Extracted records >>
──────

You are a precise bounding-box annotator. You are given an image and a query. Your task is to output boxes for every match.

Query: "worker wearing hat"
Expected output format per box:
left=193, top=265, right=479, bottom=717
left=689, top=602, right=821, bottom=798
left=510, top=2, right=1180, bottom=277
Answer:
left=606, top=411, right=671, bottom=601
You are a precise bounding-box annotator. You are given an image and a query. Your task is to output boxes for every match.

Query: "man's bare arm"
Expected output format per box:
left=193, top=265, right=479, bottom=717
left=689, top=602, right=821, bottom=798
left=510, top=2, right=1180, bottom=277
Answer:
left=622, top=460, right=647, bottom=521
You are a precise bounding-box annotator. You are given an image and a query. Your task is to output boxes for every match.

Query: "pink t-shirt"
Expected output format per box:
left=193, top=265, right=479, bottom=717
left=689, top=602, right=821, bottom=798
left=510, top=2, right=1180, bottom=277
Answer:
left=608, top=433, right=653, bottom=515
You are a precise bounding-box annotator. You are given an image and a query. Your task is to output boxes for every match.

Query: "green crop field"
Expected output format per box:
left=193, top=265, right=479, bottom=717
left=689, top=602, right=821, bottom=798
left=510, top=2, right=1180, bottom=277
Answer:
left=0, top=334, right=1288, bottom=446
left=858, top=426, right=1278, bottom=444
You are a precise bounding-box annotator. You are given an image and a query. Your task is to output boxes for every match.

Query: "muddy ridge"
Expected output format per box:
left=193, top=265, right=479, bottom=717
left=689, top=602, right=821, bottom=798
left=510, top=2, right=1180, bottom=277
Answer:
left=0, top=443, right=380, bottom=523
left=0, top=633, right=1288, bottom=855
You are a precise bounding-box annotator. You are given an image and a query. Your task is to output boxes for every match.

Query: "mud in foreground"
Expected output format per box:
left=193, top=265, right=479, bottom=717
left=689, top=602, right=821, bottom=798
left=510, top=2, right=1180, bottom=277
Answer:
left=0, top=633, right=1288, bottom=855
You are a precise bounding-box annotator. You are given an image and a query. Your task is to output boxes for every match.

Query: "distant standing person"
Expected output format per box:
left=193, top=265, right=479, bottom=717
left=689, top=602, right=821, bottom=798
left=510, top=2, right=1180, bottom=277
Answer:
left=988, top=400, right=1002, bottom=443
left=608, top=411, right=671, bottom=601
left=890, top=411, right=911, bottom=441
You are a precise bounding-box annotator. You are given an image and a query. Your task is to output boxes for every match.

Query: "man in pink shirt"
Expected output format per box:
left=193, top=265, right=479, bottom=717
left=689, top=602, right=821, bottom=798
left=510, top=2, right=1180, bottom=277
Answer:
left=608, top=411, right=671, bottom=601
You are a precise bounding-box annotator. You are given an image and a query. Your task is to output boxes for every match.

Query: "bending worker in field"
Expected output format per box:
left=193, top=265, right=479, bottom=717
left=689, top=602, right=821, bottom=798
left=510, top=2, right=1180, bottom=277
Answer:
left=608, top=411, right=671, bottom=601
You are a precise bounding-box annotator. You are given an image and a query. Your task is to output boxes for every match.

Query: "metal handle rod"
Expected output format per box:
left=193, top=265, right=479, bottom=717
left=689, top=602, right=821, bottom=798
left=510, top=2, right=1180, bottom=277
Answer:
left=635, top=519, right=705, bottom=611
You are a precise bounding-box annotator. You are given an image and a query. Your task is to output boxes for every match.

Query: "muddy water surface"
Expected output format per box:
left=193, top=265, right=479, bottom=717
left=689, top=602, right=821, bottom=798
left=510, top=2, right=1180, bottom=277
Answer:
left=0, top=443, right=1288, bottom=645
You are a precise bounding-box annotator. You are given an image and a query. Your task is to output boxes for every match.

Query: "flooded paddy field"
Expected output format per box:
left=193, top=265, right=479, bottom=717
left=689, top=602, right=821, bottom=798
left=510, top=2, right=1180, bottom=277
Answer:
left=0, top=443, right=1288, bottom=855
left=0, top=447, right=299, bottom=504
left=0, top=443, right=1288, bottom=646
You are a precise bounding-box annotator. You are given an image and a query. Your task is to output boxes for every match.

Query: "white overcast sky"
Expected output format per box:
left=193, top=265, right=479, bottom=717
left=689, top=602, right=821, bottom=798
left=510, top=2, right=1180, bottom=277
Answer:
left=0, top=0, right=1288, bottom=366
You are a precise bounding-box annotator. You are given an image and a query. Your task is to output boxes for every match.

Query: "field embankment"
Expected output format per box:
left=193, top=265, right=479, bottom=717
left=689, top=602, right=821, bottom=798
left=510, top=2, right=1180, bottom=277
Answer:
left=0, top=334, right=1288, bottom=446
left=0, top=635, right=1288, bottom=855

──────

GOAL >> Convert the records, from the start through the line containing "left=606, top=411, right=671, bottom=601", into a JSON list of strings with one string per line, leaving out blank lines.

EXERCISE ANSWER >>
[
  "You are a precise bounding-box annotator. You are given an image and a query. Your task is to output boxes for every match.",
  "Query: \"worker wearing hat\"",
  "Expected output format per box:",
  "left=193, top=265, right=479, bottom=717",
  "left=689, top=602, right=821, bottom=798",
  "left=510, top=2, right=1180, bottom=277",
  "Answer:",
  "left=606, top=411, right=671, bottom=601"
]